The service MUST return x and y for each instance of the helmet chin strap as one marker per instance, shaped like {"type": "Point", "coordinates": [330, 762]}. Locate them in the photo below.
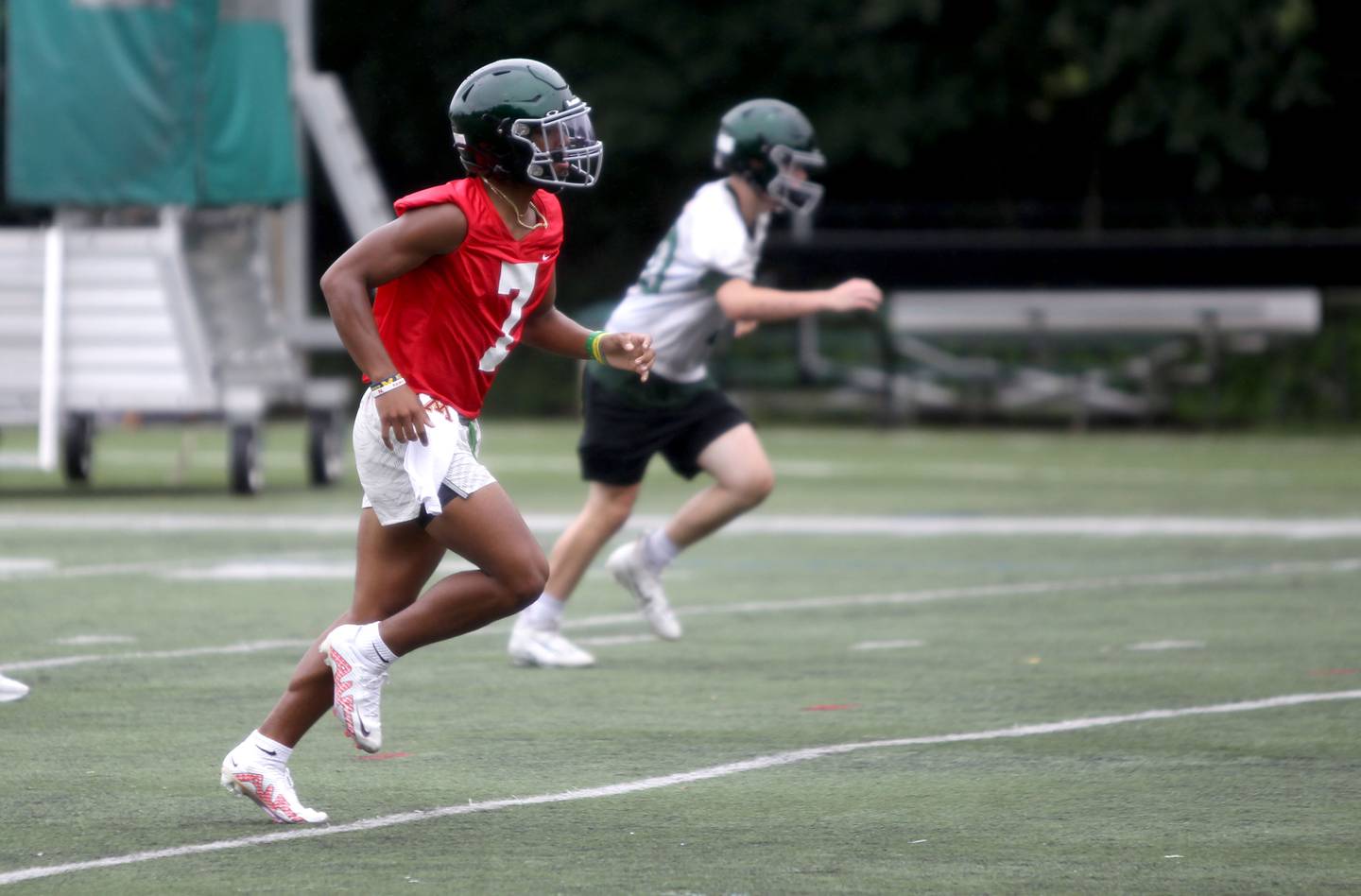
{"type": "Point", "coordinates": [519, 215]}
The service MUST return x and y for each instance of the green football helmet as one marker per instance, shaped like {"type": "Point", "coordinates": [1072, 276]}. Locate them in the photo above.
{"type": "Point", "coordinates": [517, 120]}
{"type": "Point", "coordinates": [772, 145]}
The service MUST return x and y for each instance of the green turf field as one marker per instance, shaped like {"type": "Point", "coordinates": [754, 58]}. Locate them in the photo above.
{"type": "Point", "coordinates": [906, 598]}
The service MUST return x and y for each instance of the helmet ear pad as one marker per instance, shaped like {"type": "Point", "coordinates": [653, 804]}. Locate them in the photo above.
{"type": "Point", "coordinates": [503, 158]}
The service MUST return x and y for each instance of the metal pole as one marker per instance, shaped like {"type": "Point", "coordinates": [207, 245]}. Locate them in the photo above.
{"type": "Point", "coordinates": [49, 391]}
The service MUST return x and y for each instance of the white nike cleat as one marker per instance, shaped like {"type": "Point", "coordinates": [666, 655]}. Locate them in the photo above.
{"type": "Point", "coordinates": [629, 569]}
{"type": "Point", "coordinates": [11, 689]}
{"type": "Point", "coordinates": [358, 688]}
{"type": "Point", "coordinates": [531, 646]}
{"type": "Point", "coordinates": [268, 786]}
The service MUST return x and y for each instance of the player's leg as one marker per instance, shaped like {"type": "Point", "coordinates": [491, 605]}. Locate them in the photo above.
{"type": "Point", "coordinates": [720, 441]}
{"type": "Point", "coordinates": [537, 639]}
{"type": "Point", "coordinates": [742, 479]}
{"type": "Point", "coordinates": [11, 689]}
{"type": "Point", "coordinates": [618, 440]}
{"type": "Point", "coordinates": [392, 564]}
{"type": "Point", "coordinates": [488, 530]}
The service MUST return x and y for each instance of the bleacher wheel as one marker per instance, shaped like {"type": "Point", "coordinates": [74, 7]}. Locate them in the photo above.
{"type": "Point", "coordinates": [244, 465]}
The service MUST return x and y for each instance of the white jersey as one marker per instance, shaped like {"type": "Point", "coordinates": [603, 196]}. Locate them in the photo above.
{"type": "Point", "coordinates": [674, 299]}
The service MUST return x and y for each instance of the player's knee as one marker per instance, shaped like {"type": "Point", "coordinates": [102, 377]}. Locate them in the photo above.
{"type": "Point", "coordinates": [754, 487]}
{"type": "Point", "coordinates": [615, 512]}
{"type": "Point", "coordinates": [527, 583]}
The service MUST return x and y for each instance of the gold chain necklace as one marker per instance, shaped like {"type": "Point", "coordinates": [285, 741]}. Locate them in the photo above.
{"type": "Point", "coordinates": [541, 222]}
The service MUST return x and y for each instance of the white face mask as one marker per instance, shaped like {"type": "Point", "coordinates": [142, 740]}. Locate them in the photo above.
{"type": "Point", "coordinates": [563, 147]}
{"type": "Point", "coordinates": [791, 188]}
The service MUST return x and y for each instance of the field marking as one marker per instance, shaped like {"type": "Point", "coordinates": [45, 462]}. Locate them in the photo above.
{"type": "Point", "coordinates": [606, 620]}
{"type": "Point", "coordinates": [615, 640]}
{"type": "Point", "coordinates": [15, 565]}
{"type": "Point", "coordinates": [924, 526]}
{"type": "Point", "coordinates": [1165, 646]}
{"type": "Point", "coordinates": [90, 640]}
{"type": "Point", "coordinates": [245, 647]}
{"type": "Point", "coordinates": [758, 763]}
{"type": "Point", "coordinates": [887, 646]}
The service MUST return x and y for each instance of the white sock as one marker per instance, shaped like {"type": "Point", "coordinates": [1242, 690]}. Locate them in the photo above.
{"type": "Point", "coordinates": [659, 550]}
{"type": "Point", "coordinates": [371, 648]}
{"type": "Point", "coordinates": [546, 613]}
{"type": "Point", "coordinates": [263, 750]}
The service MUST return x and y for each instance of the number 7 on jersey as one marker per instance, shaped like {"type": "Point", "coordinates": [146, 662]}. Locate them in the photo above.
{"type": "Point", "coordinates": [516, 284]}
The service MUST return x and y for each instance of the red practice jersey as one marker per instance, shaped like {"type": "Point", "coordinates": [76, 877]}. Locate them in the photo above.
{"type": "Point", "coordinates": [451, 321]}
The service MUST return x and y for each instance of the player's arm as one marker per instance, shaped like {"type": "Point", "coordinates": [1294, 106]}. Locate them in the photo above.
{"type": "Point", "coordinates": [553, 331]}
{"type": "Point", "coordinates": [379, 256]}
{"type": "Point", "coordinates": [743, 300]}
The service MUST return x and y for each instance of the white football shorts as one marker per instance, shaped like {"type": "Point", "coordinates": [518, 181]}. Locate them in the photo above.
{"type": "Point", "coordinates": [401, 481]}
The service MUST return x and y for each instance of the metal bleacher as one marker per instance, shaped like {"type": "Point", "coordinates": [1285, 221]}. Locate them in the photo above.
{"type": "Point", "coordinates": [1004, 352]}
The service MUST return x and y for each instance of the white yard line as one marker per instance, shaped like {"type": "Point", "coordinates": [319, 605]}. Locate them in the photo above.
{"type": "Point", "coordinates": [755, 525]}
{"type": "Point", "coordinates": [1011, 589]}
{"type": "Point", "coordinates": [887, 646]}
{"type": "Point", "coordinates": [1165, 646]}
{"type": "Point", "coordinates": [245, 647]}
{"type": "Point", "coordinates": [754, 764]}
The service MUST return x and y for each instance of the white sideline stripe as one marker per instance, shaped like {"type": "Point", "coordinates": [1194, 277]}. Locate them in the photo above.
{"type": "Point", "coordinates": [758, 525]}
{"type": "Point", "coordinates": [89, 640]}
{"type": "Point", "coordinates": [680, 778]}
{"type": "Point", "coordinates": [1163, 646]}
{"type": "Point", "coordinates": [887, 646]}
{"type": "Point", "coordinates": [247, 647]}
{"type": "Point", "coordinates": [1146, 580]}
{"type": "Point", "coordinates": [605, 620]}
{"type": "Point", "coordinates": [614, 640]}
{"type": "Point", "coordinates": [25, 564]}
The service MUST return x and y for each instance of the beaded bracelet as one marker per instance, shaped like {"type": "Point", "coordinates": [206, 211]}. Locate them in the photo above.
{"type": "Point", "coordinates": [387, 385]}
{"type": "Point", "coordinates": [594, 345]}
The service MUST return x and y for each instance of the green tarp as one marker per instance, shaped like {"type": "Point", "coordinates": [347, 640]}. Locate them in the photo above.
{"type": "Point", "coordinates": [148, 102]}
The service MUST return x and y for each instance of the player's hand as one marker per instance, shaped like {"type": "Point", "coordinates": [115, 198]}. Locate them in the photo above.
{"type": "Point", "coordinates": [629, 352]}
{"type": "Point", "coordinates": [855, 294]}
{"type": "Point", "coordinates": [402, 411]}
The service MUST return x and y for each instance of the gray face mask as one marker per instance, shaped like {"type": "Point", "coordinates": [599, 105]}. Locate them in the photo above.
{"type": "Point", "coordinates": [791, 188]}
{"type": "Point", "coordinates": [563, 147]}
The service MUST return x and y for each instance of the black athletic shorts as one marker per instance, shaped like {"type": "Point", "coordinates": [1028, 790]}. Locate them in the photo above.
{"type": "Point", "coordinates": [628, 421]}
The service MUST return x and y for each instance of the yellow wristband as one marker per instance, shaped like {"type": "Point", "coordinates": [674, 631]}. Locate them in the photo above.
{"type": "Point", "coordinates": [594, 345]}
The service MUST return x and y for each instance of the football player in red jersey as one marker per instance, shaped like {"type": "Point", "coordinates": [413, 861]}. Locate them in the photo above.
{"type": "Point", "coordinates": [464, 274]}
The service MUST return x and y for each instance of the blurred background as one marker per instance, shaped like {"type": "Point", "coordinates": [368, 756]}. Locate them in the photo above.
{"type": "Point", "coordinates": [1083, 213]}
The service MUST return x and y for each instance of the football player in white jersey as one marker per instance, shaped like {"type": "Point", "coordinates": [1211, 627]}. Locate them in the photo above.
{"type": "Point", "coordinates": [698, 284]}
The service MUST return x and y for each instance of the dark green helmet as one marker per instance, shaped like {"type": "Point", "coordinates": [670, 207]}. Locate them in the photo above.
{"type": "Point", "coordinates": [772, 145]}
{"type": "Point", "coordinates": [517, 120]}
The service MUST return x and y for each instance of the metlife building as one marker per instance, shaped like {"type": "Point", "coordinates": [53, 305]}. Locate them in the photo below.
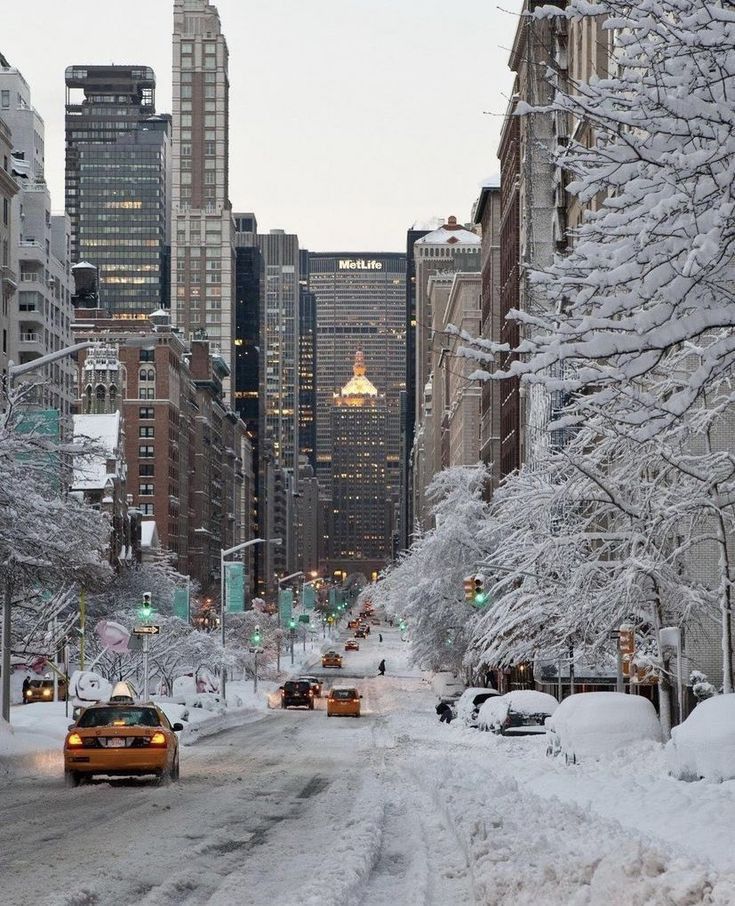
{"type": "Point", "coordinates": [360, 306]}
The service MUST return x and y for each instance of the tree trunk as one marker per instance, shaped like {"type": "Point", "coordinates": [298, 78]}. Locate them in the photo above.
{"type": "Point", "coordinates": [664, 687]}
{"type": "Point", "coordinates": [5, 665]}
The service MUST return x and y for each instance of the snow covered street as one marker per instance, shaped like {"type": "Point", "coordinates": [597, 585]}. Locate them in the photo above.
{"type": "Point", "coordinates": [394, 808]}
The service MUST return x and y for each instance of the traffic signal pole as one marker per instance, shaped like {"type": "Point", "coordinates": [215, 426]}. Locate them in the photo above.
{"type": "Point", "coordinates": [145, 668]}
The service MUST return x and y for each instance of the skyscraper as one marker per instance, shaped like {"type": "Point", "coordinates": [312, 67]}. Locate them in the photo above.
{"type": "Point", "coordinates": [360, 305]}
{"type": "Point", "coordinates": [359, 536]}
{"type": "Point", "coordinates": [104, 103]}
{"type": "Point", "coordinates": [249, 278]}
{"type": "Point", "coordinates": [202, 240]}
{"type": "Point", "coordinates": [307, 365]}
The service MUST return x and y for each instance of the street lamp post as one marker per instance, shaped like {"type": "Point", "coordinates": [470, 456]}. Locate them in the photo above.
{"type": "Point", "coordinates": [8, 380]}
{"type": "Point", "coordinates": [280, 582]}
{"type": "Point", "coordinates": [223, 591]}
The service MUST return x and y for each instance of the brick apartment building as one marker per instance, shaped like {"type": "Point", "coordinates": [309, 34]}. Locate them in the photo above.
{"type": "Point", "coordinates": [189, 460]}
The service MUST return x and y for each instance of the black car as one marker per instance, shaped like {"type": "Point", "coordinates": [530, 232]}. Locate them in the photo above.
{"type": "Point", "coordinates": [297, 693]}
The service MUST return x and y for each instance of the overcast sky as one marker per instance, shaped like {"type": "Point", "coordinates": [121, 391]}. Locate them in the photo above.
{"type": "Point", "coordinates": [350, 119]}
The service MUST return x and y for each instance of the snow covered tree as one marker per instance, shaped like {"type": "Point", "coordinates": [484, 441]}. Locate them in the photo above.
{"type": "Point", "coordinates": [426, 586]}
{"type": "Point", "coordinates": [651, 270]}
{"type": "Point", "coordinates": [702, 688]}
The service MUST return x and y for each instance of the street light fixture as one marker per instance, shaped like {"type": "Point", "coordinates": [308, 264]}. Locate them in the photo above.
{"type": "Point", "coordinates": [223, 596]}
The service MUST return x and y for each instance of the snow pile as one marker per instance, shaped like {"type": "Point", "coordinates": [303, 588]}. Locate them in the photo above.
{"type": "Point", "coordinates": [704, 745]}
{"type": "Point", "coordinates": [593, 724]}
{"type": "Point", "coordinates": [524, 702]}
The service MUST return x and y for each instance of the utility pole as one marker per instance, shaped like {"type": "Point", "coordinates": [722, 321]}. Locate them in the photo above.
{"type": "Point", "coordinates": [82, 625]}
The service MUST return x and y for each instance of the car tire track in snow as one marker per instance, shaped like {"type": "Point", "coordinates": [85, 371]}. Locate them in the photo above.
{"type": "Point", "coordinates": [420, 861]}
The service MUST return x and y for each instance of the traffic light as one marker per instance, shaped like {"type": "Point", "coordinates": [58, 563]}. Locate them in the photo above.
{"type": "Point", "coordinates": [146, 607]}
{"type": "Point", "coordinates": [479, 595]}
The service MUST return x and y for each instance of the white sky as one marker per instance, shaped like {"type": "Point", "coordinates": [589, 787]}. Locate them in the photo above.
{"type": "Point", "coordinates": [349, 119]}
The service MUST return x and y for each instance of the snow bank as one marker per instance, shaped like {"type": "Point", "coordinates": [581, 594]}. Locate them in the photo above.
{"type": "Point", "coordinates": [593, 724]}
{"type": "Point", "coordinates": [704, 745]}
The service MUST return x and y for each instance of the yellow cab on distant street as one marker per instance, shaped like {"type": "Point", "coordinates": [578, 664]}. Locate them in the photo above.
{"type": "Point", "coordinates": [343, 701]}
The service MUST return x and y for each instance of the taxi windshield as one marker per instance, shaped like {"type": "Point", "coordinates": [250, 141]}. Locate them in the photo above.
{"type": "Point", "coordinates": [119, 717]}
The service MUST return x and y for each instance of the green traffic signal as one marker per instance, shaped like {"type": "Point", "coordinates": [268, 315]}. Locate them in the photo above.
{"type": "Point", "coordinates": [146, 608]}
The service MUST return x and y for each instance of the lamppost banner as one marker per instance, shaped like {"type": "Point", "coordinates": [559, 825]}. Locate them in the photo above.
{"type": "Point", "coordinates": [181, 603]}
{"type": "Point", "coordinates": [308, 597]}
{"type": "Point", "coordinates": [285, 605]}
{"type": "Point", "coordinates": [235, 585]}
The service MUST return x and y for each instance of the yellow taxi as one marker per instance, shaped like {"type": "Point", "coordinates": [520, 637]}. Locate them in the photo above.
{"type": "Point", "coordinates": [343, 701]}
{"type": "Point", "coordinates": [121, 738]}
{"type": "Point", "coordinates": [331, 659]}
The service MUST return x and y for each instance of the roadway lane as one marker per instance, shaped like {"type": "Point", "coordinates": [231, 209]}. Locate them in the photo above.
{"type": "Point", "coordinates": [255, 802]}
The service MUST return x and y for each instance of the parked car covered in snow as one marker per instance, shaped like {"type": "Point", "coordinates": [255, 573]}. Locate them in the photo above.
{"type": "Point", "coordinates": [468, 704]}
{"type": "Point", "coordinates": [522, 712]}
{"type": "Point", "coordinates": [593, 724]}
{"type": "Point", "coordinates": [704, 745]}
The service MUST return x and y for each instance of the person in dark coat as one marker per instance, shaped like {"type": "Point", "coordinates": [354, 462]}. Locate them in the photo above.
{"type": "Point", "coordinates": [445, 713]}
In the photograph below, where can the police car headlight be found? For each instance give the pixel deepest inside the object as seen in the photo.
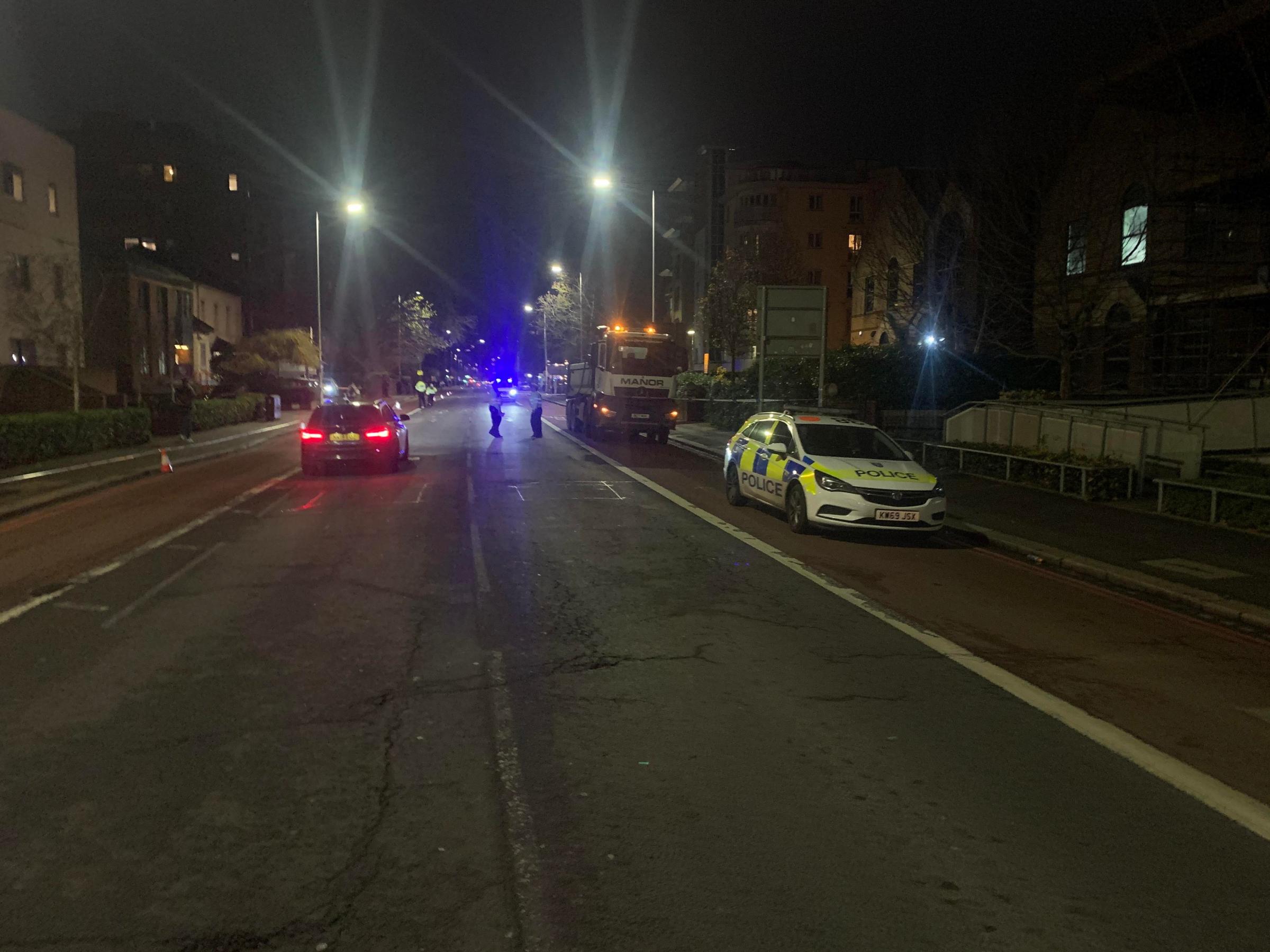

....

» **Description of the task**:
From the line containing "of the person" through the final line of the listing above, reproduce every line exactly, with no pictures.

» **Answer box**:
The service MUST return x and y for each instance of the person in dark coat as one marker per instance, shaped like {"type": "Point", "coordinates": [354, 462]}. Locate them in the photo above.
{"type": "Point", "coordinates": [445, 713]}
In the photograph below, where can the police car headlight be found? For each instance give the pixel deepest inside the object as seen in the photo.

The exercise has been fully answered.